> [Set problem]
Copy out each line exactly as it appears.

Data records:
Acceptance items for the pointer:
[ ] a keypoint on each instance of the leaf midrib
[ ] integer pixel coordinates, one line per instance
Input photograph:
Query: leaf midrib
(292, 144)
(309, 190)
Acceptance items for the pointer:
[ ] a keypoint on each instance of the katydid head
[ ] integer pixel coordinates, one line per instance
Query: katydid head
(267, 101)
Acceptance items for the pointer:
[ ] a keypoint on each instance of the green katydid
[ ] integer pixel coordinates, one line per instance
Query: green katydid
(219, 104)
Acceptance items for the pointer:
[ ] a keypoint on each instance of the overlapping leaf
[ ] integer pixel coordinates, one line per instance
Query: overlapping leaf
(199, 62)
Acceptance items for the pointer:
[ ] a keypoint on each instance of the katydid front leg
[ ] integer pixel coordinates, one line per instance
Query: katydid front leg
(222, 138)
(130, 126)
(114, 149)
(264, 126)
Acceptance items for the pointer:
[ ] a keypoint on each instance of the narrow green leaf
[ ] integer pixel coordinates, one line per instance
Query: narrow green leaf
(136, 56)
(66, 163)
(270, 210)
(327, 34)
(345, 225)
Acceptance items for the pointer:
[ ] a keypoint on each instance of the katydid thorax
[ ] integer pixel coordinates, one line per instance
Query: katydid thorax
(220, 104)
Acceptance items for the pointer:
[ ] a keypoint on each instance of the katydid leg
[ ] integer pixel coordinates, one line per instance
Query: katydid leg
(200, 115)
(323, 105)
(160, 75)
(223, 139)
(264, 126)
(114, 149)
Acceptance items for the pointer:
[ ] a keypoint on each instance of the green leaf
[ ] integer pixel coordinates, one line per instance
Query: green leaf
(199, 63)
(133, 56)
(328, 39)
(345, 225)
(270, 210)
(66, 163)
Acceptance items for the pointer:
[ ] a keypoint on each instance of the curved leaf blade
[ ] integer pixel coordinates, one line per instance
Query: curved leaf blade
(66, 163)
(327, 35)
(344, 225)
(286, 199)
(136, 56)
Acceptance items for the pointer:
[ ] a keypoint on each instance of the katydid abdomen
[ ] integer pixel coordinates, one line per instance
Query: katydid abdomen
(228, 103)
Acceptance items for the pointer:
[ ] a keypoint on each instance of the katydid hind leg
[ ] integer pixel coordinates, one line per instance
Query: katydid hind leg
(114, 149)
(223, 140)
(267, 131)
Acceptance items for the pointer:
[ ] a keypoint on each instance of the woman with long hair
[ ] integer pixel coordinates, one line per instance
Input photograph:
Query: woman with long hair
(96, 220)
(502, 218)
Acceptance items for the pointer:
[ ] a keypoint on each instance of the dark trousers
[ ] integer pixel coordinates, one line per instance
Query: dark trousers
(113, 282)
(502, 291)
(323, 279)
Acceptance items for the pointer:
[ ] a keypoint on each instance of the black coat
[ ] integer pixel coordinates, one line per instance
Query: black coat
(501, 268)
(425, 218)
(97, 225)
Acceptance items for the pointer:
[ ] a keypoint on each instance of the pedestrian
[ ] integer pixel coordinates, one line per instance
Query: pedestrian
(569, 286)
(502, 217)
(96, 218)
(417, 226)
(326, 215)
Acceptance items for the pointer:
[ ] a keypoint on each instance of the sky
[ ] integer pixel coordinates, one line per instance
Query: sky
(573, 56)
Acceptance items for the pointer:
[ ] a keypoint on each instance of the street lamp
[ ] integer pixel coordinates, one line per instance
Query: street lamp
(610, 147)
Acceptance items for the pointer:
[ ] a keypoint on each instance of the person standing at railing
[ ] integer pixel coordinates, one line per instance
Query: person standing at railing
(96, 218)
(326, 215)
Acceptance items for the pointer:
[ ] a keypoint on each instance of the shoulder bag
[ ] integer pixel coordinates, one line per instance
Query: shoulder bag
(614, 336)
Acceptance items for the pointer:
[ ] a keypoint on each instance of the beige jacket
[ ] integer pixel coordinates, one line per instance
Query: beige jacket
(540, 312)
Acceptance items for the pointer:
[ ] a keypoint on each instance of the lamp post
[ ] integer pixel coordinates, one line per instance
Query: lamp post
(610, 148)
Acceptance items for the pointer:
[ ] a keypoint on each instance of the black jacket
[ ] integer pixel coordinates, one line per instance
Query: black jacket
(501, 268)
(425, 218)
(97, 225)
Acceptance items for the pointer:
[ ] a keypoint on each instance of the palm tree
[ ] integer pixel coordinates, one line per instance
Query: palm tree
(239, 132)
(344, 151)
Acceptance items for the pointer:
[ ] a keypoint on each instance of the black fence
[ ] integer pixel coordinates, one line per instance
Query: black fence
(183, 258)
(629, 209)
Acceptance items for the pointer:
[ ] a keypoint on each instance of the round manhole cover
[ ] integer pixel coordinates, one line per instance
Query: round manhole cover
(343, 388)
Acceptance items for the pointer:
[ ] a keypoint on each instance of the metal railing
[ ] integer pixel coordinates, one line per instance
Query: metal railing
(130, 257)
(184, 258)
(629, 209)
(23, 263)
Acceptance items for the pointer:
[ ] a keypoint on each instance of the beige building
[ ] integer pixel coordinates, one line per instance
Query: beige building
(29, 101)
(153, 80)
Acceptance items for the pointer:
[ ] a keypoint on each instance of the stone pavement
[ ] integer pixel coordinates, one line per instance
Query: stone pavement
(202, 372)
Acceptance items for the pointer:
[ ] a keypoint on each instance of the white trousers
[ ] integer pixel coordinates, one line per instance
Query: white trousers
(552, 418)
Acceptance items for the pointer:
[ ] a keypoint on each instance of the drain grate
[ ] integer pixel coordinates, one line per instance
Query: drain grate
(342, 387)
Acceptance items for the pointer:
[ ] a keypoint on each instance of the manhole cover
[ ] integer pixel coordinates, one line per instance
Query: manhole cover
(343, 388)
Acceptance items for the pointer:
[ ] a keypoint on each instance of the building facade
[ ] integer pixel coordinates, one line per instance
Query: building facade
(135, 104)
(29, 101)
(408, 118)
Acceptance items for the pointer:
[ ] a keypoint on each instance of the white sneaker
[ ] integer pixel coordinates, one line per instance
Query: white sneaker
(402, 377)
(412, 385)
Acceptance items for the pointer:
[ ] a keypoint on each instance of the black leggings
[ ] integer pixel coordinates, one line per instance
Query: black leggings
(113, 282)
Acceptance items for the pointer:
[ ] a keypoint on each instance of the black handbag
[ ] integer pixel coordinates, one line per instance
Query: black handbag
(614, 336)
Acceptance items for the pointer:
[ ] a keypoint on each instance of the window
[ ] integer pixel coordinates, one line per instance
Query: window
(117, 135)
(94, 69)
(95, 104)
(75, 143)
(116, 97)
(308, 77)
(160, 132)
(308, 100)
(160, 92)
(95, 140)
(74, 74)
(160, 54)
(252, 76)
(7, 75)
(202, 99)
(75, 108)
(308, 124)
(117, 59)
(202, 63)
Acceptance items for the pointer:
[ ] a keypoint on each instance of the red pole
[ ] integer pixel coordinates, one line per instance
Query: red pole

> [Written answer]
Acceptance items for the pointer:
[ ] a keypoint on each instance of the leaf midrib
[ ] integer pixel coordinates, one line per instance
Input photograph:
Query: leaf midrib
(292, 144)
(309, 190)
Acceptance items for the pointer:
[ ] a keypoint on each instance of the katydid head
[ ] integer pixel coordinates, one line per instance
Query: katydid head
(267, 101)
Acceptance items for the pointer:
[ ] a keypoint on each instance of the green katydid
[ ] integer pixel coordinates, one line per instance
Query: green katydid
(219, 104)
Acceptance items for the pointer:
[ ] a keypoint on each instance of the overlapping leaf
[ ] integer pixel coordinates, one line per instance
Query: overlapping leaf
(199, 62)
Acceptance items for the pointer:
[ ] a keypoint on each instance of the katydid front leg
[ ] integer pixel coordinates, one line per instance
Query: katydid front leg
(222, 138)
(130, 126)
(114, 149)
(264, 126)
Acceptance items for the pointer:
[ ] a keypoint on each instance of the narrow green leaf
[ ] integer pixel coordinates, one line per instance
Query: narrow green leaf
(136, 56)
(66, 163)
(270, 210)
(327, 34)
(345, 225)
Acceptance items for the pointer:
[ ] a keypoint on each instance of the katydid thorax
[ ] integer pixel coordinates, one line per instance
Query: katydid thorax
(220, 104)
Acceptance items for the pointer:
[ ] a keypoint on each instance of the katydid leg
[ ] integer pixel coordinates, one line per instance
Query: katydid leg
(200, 115)
(323, 105)
(160, 75)
(223, 139)
(264, 126)
(114, 149)
Acceptance items for the pointer:
[ ] a keypoint on each instance of the green leaf
[ ] integer pixel coordinates, one line per instance
Query: green leaf
(199, 63)
(133, 56)
(328, 39)
(345, 225)
(270, 210)
(66, 163)
Acceptance items for the pointer:
[ ] a keypoint on each instance of the curved leaf blade
[ ] integer pixel coordinates, one line per instance
Query: curved leaf blade
(66, 163)
(327, 35)
(344, 225)
(286, 199)
(136, 56)
Acceptance items for the pointer:
[ ] a keypoint on each instance of the katydid abdomen
[ ] integer pixel coordinates, one line per instance
Query: katydid abdomen
(228, 103)
Acceptance items for the pointer:
[ ] a keypoint on each instance of the katydid hind leg
[ ] integer pixel coordinates, one line per instance
Query: katydid hind leg
(114, 149)
(223, 140)
(267, 131)
Acceptance items for the pointer:
[ ] a keypoint on each instance of the woman with long hair
[ ] integer pixel coordinates, one line per instance
Input photograph:
Query: woman with long hair
(96, 220)
(502, 218)
Acceptance items for the pointer:
[ ] a keypoint on each instance of the dark trousers
[ ] integer pixel coordinates, one line per instance
Query: dark trousers
(113, 282)
(502, 291)
(323, 279)
Acceptance items for the pointer:
[ ] a keypoint on each instance of the black coat
[ ] integer pixel coordinates, one line per instance
Query: black coat
(501, 268)
(425, 218)
(97, 225)
Acceptance items for the pointer:
[ ] a keypoint on each instance of the pedestrian
[ ] integer pixel coordinates, one line per instance
Query: pedestrian
(569, 286)
(502, 217)
(96, 218)
(417, 226)
(326, 215)
Acceptance items for the pointer:
[ ] a keypoint on each instance of the sky
[ ] integer pixel coordinates, one line per instance
Query: sky
(573, 56)
Acceptance items for the pointer:
[ ] a keypoint on each instance of the street lamp
[ ] integer pixel coordinates, one line per instance
Query: street lamp
(610, 147)
Acceptance items for the pointer:
[ ] a keypoint on each instance of the person standing at railing
[ ] integer pixel coordinates, one line per instance
Query: person standing at railing
(96, 218)
(326, 215)
Acceptance items for the pointer:
[ ] a keypoint on each instance of the shoulder bag
[ ] integer pixel coordinates, one line per instance
Query: shoulder bag
(614, 336)
Acceptance items for the pointer:
[ ] a keypoint on each instance of the beige jacket
[ ] integer pixel coordinates, one line per instance
Query: beige jacket
(540, 312)
Acceptance items for the pointer:
[ ] a keypoint on each instance of the lamp post
[ ] integer pixel coordinates, one line per instance
Query: lamp post
(610, 148)
Acceptance items for the pointer:
[ ] a keypoint on each instance of the black jacket
[ ] integer pixel coordinates, one line per instance
Query: black jacket
(501, 268)
(425, 218)
(97, 225)
Acceptance items for the pointer:
[ ] a keypoint on each instance of the palm tree
[ ] integer pixel coordinates, one line per instance
Query: palm tree
(239, 132)
(344, 151)
Acceptance items for the pointer:
[ ] a keypoint on each instance of the black fence
[ ] integer pixel coordinates, one line per instance
Query: black fence
(183, 258)
(629, 209)
Acceptance items for the pointer:
[ ] a keypoint on each instance of the round manhole cover
[ ] integer pixel coordinates, one line per instance
Query: round manhole cover
(343, 388)
Acceptance items for the pointer:
[ ] a keypoint on each instance of the metal railing
[ ] integer pixel coordinates, one line per instance
Query: metal railing
(130, 257)
(184, 258)
(629, 209)
(23, 263)
Acceptance items for the pointer:
[ ] a keypoint on each instance of the beige building
[ ] integer pixel coordinates, one line per instance
Query: beige building
(29, 101)
(153, 80)
Acceptance items for the pointer:
[ ] a keypoint on each instance of the stone pavement
[ ] integer pixel coordinates, one line per instance
Query: stone pavement
(202, 372)
Acceptance items for the pointer:
[ ] a keypoint on each instance of the white trousers
[ ] integer pixel coordinates, one line per instance
Query: white trousers
(552, 418)
Acceptance items for the pointer:
[ ] a keypoint on each instance of the drain grate
[ ] integer pixel coordinates, one line per instance
Query: drain grate
(342, 387)
Acceptance items for the pointer:
[ ] a keypoint on each instance of the manhole cover
[ ] integer pixel coordinates, one line per instance
Query: manhole cover
(343, 388)
Acceptance items for the pointer:
[ ] a keypoint on each instance of the building facade
[ ] integer pixel coordinates, one line per instance
Query: building facade
(135, 104)
(29, 101)
(408, 118)
Acceptance items for the pointer:
[ ] a keypoint on each instance of the white sneaker
[ ] integer pixel coordinates, one line per instance
Query: white sneaker
(402, 377)
(412, 385)
Acceptance items for the pointer:
[ ] a keypoint on each instance of the black leggings
[ ] integer pixel coordinates, one line per instance
Query: black leggings
(113, 282)
Acceptance items for the pointer:
[ ] a keypoint on each instance of the black handbag
[ ] integer pixel coordinates, one line per instance
Query: black handbag
(614, 336)
Acceptance items for the pointer:
[ ] a keypoint on each instance of the window
[ ] integer pixel coordinates, one line per instance
Query: window
(117, 135)
(94, 69)
(95, 104)
(75, 143)
(116, 97)
(308, 77)
(160, 132)
(308, 100)
(160, 92)
(95, 140)
(74, 74)
(160, 54)
(252, 76)
(7, 75)
(202, 99)
(75, 108)
(308, 124)
(117, 59)
(202, 63)
Acceptance items for the pointer:
[ ] a keypoint on each instance of the red pole
[ ] integer pixel coordinates, one line per instance
Query: red pole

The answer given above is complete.